### Excerpt provided:
************

# Start of a Long road ahead "HSV CLUBSPORT R8"



## martycash (Feb 24, 2008)

Thought i would get the ball rolling with some pic's of what i have done so far.

System will consist of the following

Head unit-Alpine IVA W202E
Processing- Alpine PXA H701
Overhead Monitor- Alpine TMXR705
Front stage- Hertz MLK165's (Active)
Rear Fill- Alpine SPX177R's (Passive)
Subs- Alpine SWX1242D's X 2
Sub Amp's- Alpine PDX 1.1000 X 2
Front Amp- Alpine PDX 4.150
Rear Amp- Alpine PDX 2.150
Capacitor- Stinger SPC505 5 Farad
Batteries- Optima D35 & D34

Just waiting on the Cap and one of the Batteries, other than that everything is here and ready to go.

Pic's of the car first







[/IMG]







[/IMG] 

Doors next, used eDead on front doors, i've only just got 3 bulk packs of Dynamat ex, will be using that from now on








[/IMG]







[/IMG]







[/IMG]

Type X's now make way for MLK165's







[/IMG]

A bit rough but will be cleaned up and hidden from view







[/IMG]







[/IMG]







[/IMG]

The factory speaker grille will fit over this







[/IMG]







[/IMG]







[/IMG]

This was just an idea but not so keen now, still undecided with the boot or trunk as you call it.







[/IMG]







[/IMG]

Started the fun part, oh yea







[/IMG]

anyway lets see if i have done this Thread properly.
More Pic's soon, regards...Marty


----------



## FrankstonCarAudio (Feb 2, 2008)

Hi from a fellow Aussie!

Project is looking good...

I only have one question...... It looks like you used MDF to fill in the large openings in the doors before the Dynamat. Did you treat the MDF against water before you fiited it?.. or is it not MDF?
I know the weather in Perth is usually always nice, but I wouldn't like all your great work to turn to mulch if it did get wet... 

Keep up the updates...

************

### Exercise requirements:
(a) Answer these about the HSV Clubsport R8 thread:
(i) Which capacitor is listed for the system?
(ii) What was used on the front doors?
(iii) What material does the reply ask about treating against water?
(b) Please write what comes next in the HSV Clubsport R8 thread, picking up right after its final post.

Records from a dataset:
************

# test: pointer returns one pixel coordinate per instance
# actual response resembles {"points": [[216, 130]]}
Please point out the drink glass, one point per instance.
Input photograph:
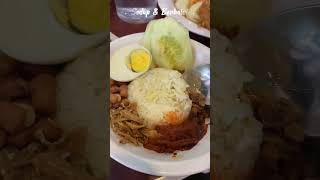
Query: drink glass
{"points": [[136, 11]]}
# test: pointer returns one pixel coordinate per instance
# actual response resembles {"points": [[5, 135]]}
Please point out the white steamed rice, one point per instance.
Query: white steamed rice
{"points": [[158, 92]]}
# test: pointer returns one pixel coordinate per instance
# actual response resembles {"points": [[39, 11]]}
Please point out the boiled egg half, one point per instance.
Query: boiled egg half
{"points": [[129, 62]]}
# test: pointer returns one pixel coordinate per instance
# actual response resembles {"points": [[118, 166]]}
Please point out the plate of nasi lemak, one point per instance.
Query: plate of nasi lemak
{"points": [[159, 123]]}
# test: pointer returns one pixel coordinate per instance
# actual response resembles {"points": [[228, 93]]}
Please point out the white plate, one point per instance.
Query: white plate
{"points": [[168, 5], [143, 160], [29, 32]]}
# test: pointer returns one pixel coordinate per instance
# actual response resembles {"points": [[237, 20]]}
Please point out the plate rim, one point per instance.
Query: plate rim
{"points": [[157, 163], [183, 20]]}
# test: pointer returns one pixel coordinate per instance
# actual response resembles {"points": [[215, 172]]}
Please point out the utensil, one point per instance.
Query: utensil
{"points": [[199, 78], [283, 53]]}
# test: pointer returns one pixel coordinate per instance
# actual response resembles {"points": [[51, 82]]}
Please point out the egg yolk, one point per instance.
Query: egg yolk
{"points": [[139, 60]]}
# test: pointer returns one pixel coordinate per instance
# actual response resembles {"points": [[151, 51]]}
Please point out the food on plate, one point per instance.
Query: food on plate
{"points": [[159, 111], [34, 144], [88, 17], [237, 134], [161, 97], [156, 108], [197, 11], [169, 44], [129, 62]]}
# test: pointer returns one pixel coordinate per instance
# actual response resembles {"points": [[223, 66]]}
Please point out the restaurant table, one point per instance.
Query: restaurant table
{"points": [[120, 28]]}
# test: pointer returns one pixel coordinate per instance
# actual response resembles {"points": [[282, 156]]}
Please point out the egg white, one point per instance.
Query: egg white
{"points": [[119, 71]]}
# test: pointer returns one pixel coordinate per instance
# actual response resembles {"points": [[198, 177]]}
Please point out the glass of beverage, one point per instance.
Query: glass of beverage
{"points": [[136, 11]]}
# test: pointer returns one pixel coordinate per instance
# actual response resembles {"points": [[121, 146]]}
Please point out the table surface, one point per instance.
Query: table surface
{"points": [[121, 28]]}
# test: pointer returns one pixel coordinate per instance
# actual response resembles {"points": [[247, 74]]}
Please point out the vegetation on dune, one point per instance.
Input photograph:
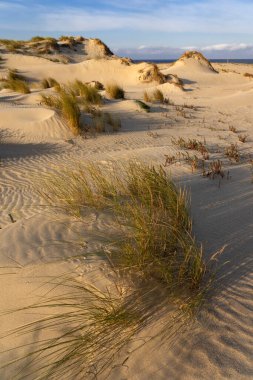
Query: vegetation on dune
{"points": [[16, 82], [71, 100], [143, 105], [114, 91], [49, 83], [154, 96], [158, 269], [67, 106], [87, 93], [105, 122]]}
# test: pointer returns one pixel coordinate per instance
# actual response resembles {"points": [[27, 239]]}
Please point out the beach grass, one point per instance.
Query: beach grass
{"points": [[114, 91], [157, 267]]}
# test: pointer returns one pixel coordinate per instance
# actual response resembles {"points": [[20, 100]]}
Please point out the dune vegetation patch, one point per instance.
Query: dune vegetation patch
{"points": [[68, 107], [154, 96], [49, 83], [143, 105], [16, 82], [158, 269], [114, 91]]}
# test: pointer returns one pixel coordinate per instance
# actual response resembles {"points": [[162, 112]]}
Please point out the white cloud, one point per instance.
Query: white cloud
{"points": [[216, 16], [229, 47]]}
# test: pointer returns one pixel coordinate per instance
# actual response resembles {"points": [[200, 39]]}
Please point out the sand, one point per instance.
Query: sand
{"points": [[33, 140]]}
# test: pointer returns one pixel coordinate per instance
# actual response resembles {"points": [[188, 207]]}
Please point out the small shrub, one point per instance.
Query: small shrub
{"points": [[192, 144], [37, 39], [17, 85], [67, 106], [158, 96], [242, 138], [155, 96], [105, 122], [248, 75], [114, 91], [87, 93], [215, 169], [232, 129], [146, 97], [49, 83], [143, 105], [232, 152]]}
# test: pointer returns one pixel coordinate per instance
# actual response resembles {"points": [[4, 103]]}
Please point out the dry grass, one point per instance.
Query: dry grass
{"points": [[154, 96], [242, 138], [248, 75], [16, 82], [192, 144], [143, 105], [233, 129], [105, 122], [232, 152], [156, 262], [68, 107], [86, 93], [49, 83], [114, 91]]}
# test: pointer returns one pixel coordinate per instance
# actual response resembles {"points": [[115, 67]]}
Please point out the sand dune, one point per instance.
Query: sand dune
{"points": [[36, 242]]}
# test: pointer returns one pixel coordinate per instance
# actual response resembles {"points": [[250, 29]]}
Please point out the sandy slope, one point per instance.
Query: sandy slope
{"points": [[34, 141]]}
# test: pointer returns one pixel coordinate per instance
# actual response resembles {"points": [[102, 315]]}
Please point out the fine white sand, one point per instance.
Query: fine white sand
{"points": [[34, 140]]}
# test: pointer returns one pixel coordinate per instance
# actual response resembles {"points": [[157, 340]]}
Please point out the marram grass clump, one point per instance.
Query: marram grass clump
{"points": [[157, 267], [160, 241], [114, 91], [68, 107], [16, 82]]}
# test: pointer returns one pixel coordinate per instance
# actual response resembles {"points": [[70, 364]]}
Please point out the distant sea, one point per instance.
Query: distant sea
{"points": [[245, 61]]}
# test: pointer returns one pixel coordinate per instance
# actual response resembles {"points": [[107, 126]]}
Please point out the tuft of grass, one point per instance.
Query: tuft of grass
{"points": [[160, 240], [114, 91], [16, 82], [215, 169], [147, 97], [243, 138], [233, 129], [232, 152], [143, 105], [104, 122], [68, 107], [248, 75], [49, 83], [155, 96], [87, 93], [158, 96], [17, 85], [192, 144], [156, 256]]}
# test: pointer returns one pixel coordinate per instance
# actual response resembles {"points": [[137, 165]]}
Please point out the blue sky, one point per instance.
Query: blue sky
{"points": [[139, 28]]}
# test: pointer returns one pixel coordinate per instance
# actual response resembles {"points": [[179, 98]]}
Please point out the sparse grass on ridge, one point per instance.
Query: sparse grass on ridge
{"points": [[87, 93], [68, 107], [143, 105], [114, 91], [154, 96], [49, 83], [16, 82], [155, 249]]}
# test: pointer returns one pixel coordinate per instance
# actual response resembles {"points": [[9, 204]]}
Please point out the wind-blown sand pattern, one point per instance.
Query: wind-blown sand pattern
{"points": [[34, 140]]}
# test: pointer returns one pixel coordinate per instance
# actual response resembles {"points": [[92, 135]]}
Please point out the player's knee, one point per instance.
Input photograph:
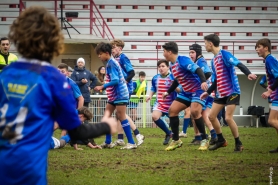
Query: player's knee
{"points": [[62, 143]]}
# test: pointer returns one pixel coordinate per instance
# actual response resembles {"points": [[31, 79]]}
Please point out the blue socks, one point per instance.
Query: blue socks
{"points": [[163, 126], [108, 138], [136, 132], [121, 136], [198, 138], [185, 124], [126, 127], [213, 134], [65, 138]]}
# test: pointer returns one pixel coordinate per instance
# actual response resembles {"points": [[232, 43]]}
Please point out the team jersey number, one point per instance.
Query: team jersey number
{"points": [[12, 131]]}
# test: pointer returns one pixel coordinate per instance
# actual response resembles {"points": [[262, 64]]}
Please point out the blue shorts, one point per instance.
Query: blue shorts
{"points": [[118, 102], [192, 97], [209, 102]]}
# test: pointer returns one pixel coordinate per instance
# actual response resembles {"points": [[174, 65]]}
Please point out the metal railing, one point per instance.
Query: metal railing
{"points": [[96, 22], [143, 111]]}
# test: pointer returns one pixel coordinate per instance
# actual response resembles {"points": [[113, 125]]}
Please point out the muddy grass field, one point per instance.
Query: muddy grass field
{"points": [[151, 164]]}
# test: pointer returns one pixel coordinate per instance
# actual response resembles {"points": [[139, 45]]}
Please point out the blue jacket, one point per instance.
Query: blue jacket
{"points": [[77, 75]]}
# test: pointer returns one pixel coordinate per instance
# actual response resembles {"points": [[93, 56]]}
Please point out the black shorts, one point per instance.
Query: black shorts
{"points": [[185, 102], [228, 100]]}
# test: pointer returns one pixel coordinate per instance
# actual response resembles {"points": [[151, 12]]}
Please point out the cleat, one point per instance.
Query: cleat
{"points": [[219, 145], [140, 139], [274, 150], [174, 144], [129, 146], [167, 139], [213, 141], [119, 142], [195, 142], [238, 148], [204, 145], [181, 134], [105, 145]]}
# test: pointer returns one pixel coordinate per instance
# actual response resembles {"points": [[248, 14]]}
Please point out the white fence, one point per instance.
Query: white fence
{"points": [[143, 111]]}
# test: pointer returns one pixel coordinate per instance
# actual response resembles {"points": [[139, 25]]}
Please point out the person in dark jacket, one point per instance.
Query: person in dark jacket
{"points": [[84, 79]]}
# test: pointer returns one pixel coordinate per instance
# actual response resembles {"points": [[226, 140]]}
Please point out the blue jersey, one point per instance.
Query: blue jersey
{"points": [[160, 85], [225, 74], [114, 72], [202, 63], [75, 89], [126, 67], [33, 96], [184, 71], [271, 67]]}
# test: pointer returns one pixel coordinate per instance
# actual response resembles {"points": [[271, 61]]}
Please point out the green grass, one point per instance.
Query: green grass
{"points": [[151, 164]]}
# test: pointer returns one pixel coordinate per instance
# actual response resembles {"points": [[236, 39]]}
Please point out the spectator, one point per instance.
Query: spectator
{"points": [[84, 79], [6, 57]]}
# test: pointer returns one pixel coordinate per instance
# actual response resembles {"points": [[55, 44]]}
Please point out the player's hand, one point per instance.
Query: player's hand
{"points": [[112, 124], [164, 95], [84, 80], [204, 95], [252, 77], [98, 88], [204, 86], [266, 94]]}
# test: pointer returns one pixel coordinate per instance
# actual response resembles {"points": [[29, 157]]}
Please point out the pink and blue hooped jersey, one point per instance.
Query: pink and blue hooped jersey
{"points": [[184, 71], [75, 89], [202, 63], [225, 74], [114, 72], [160, 85], [126, 67], [34, 94], [271, 68]]}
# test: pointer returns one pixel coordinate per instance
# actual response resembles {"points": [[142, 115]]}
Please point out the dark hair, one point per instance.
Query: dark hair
{"points": [[171, 46], [142, 73], [4, 38], [86, 112], [213, 38], [163, 61], [36, 33], [100, 76], [197, 48], [63, 66], [118, 42], [265, 42], [104, 47]]}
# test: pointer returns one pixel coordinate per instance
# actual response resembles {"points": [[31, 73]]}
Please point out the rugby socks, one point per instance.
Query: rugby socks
{"points": [[213, 134], [126, 127], [121, 136], [201, 127], [185, 125], [174, 123], [108, 139], [198, 138], [136, 132], [220, 137], [163, 126], [237, 141]]}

************

### Task-by-task answers:
(a)
(i) Stinger SPC505 5 Farad
(ii) eDead
(iii) MDF

(b)
Mark

p.s. have I seen you on the Opel-Aus forum?


----------



## lashlee (Aug 16, 2007)

Looks good, with a really good looking car!! I like the idea of the amp on the undertray, especially since I did something similar in my install!!!


----------



## SQCherokee (Mar 5, 2008)

one small sugestion...for the amprack...use plexi sandwiched between wood (so its the same thickness as what you have now) and back light the plexi with white neons or leds...that would look really cool.


----------



## SQKid89 (Feb 22, 2007)

great job so far. i think you may start getting more views one the G8 hits state-side in a few months....


----------



## martycash (Feb 24, 2008)

Thanks for the comments,

SQCherokee, Plexiglass sounds like a good idea, might use it if i stay with installing under the parcel shelf, still in two minds though

Mark, Sealing the mdf was an oversight, thanks for bringing that to my attn, i will get onto that before winter comes along. no i have never been on that forum mate.

here's a few more pic's, got a little bit done today but i fly back to work tomorrow (DAMM IT) hopefully get some more done on my return.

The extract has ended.